RECORDS FOR THIS TASK
-- BEGIN --

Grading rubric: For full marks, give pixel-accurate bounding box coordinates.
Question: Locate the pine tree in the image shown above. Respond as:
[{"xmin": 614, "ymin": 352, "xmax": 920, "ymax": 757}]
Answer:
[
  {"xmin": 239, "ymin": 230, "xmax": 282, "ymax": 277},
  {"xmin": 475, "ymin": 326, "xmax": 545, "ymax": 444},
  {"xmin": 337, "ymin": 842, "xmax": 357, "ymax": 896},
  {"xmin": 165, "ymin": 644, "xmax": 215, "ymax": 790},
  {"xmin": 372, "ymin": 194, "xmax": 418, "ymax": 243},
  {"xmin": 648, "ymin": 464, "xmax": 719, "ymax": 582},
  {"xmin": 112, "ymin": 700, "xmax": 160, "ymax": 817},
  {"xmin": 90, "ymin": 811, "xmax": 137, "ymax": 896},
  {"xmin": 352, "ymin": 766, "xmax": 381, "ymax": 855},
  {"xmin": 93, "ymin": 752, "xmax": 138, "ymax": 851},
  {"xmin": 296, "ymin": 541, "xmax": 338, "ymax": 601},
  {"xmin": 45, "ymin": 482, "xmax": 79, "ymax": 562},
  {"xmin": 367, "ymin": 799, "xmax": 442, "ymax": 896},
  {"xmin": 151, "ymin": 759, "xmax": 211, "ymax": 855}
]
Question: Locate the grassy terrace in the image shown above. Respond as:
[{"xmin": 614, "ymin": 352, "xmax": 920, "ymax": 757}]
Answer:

-- END --

AIM OF THE EXERCISE
Find every line in the listing above that contains the string "shown" and copy each of those lines.

SOLUTION
Question: Locate the pine tree in the image shown above. Respond as:
Question: Locate the grassy terrace in the image shown above. Respond as:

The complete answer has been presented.